■ **Exercise aim**: Exactly as they appear, output all of the records. Skip any images.
»»
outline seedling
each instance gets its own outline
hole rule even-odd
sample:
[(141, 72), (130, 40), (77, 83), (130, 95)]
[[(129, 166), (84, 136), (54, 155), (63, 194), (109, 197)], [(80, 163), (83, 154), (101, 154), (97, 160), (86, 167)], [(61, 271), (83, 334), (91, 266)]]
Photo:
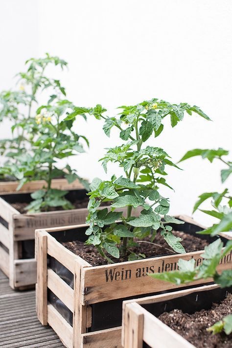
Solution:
««
■ **Task answer**:
outline seedling
each instance gets its own outline
hole rule even-odd
sample:
[(141, 72), (130, 40), (77, 83), (130, 95)]
[[(129, 166), (84, 136), (54, 155), (63, 194), (109, 197)], [(80, 163), (83, 154), (101, 154), (97, 160), (86, 167)], [(61, 271), (83, 334), (91, 266)]]
Photo:
Solution:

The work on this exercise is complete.